Start of PROVIDED DATA

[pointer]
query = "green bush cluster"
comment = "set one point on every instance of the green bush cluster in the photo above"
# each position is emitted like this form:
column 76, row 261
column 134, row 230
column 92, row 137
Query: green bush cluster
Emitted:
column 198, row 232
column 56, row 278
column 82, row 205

End of PROVIDED DATA

TASK OBJECTIVE: From the line that contains "one point on" to the last line of the data, write out each line exactly and add nothing.

RESULT OF THIS TASK:
comment = "set one point on every instance of the green bush cluster in the photo above"
# each position is emitted like this form:
column 76, row 261
column 134, row 230
column 92, row 137
Query: green bush cluster
Emitted:
column 198, row 232
column 56, row 278
column 82, row 205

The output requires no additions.